▶ [REQUIRED TASK]:
Extract every line of the records below and copy each one verbatim, without changing anything.

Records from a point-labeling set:
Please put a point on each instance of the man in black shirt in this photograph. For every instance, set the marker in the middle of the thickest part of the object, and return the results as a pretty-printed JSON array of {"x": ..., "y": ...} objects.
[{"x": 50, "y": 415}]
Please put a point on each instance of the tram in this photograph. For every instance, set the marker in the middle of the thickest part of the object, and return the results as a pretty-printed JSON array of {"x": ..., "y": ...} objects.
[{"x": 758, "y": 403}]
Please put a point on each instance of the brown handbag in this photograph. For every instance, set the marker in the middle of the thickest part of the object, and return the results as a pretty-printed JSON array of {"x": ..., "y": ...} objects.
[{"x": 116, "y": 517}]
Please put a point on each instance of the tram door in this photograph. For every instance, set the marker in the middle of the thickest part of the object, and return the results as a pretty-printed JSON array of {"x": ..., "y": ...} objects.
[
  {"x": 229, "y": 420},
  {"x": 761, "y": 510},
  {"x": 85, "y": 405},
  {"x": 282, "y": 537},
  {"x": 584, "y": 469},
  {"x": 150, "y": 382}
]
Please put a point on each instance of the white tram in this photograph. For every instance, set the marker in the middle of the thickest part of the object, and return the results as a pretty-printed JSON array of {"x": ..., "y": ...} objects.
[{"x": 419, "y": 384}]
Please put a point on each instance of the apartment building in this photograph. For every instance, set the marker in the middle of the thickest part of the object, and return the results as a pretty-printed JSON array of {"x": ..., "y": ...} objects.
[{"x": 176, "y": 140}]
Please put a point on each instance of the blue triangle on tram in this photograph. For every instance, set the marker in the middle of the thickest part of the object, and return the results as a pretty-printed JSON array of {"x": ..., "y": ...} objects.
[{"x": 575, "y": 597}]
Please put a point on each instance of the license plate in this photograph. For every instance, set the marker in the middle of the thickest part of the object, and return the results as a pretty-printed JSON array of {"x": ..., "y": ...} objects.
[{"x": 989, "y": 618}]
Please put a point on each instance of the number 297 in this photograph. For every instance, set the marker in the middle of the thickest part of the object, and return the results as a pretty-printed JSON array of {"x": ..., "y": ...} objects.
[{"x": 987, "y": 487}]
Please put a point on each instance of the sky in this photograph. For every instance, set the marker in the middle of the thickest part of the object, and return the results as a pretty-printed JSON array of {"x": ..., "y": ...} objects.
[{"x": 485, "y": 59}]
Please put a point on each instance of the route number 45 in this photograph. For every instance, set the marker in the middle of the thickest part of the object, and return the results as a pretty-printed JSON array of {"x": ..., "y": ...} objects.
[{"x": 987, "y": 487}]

▶ [SOLUTION]:
Please put a point on each instance of the man in black shirt in this photograph. For every instance, set the marker in the middle of the thickest part of the object, and return the results as a pretty-printed JSON array of {"x": ..., "y": ...} objects.
[{"x": 50, "y": 415}]
Please put a point on each instance of the tram in this photograph. For every instance, set the marker in the middle of the thickest part of the object, and return the results as a pretty-printed JSON array of {"x": ..., "y": ...} objects.
[{"x": 758, "y": 403}]
Please put a point on each instance of the brown handbag in this photograph. For every instance, set the marker in the middle of the thickest part of the object, and return the results as a pretty-printed JSON array of {"x": ..., "y": ...} objects.
[{"x": 116, "y": 517}]
Please put a point on each instance of the tram door in this photograph. For every instance, set the marker in the middle of the thickest part of the object, and return the results as a pretty-printed JSON array of {"x": ..., "y": ...} objects.
[
  {"x": 229, "y": 420},
  {"x": 761, "y": 510},
  {"x": 85, "y": 405},
  {"x": 282, "y": 537},
  {"x": 584, "y": 469},
  {"x": 150, "y": 382}
]
Please put a point on each instance of the white tram in this photograph. For every instance, set the marker in the middle of the thickest part of the object, and return the results as a pretty-printed JSON array of {"x": ..., "y": ...} objects.
[{"x": 419, "y": 384}]
Please put a point on each instance of the apartment building in this photograph. For every instance, set the marker in the middle of the thickest part of the object, and return the results as a pretty-printed JSON array of {"x": ..., "y": ...} objects.
[{"x": 176, "y": 140}]
Please put a point on each instance of the blue triangle on tram in this photograph. For every instance, set the marker in the middle of the thickest part of the object, and return the results as a pretty-printed JSON array of {"x": ..., "y": ...} objects.
[{"x": 575, "y": 597}]
Please put a point on each instance of the license plate in this photograph. For every instance, set the marker in the middle of the thickest part of the object, and return the results as a pretty-printed JSON array of {"x": ..., "y": ...} objects.
[{"x": 989, "y": 618}]
Please put a point on each instance of the number 297 in this photograph. For every instance, set the marker in the middle of the thickest part of the object, and return the results as a pretty-printed JSON array of {"x": ..., "y": ...} objects.
[{"x": 987, "y": 487}]
Please put a point on each instance of the sky in this photograph. For every instance, set the marker in the middle of the thickest part of the object, and return the results as a pretty-printed JSON array of {"x": ..., "y": ...} objects.
[{"x": 485, "y": 59}]
Please put a point on each instance of the route number 45 in this photograph. For every instance, set the marker in the middle of the thickest part of the object, and return the results as a pretty-printed JSON array of {"x": ..., "y": ...} objects.
[{"x": 987, "y": 487}]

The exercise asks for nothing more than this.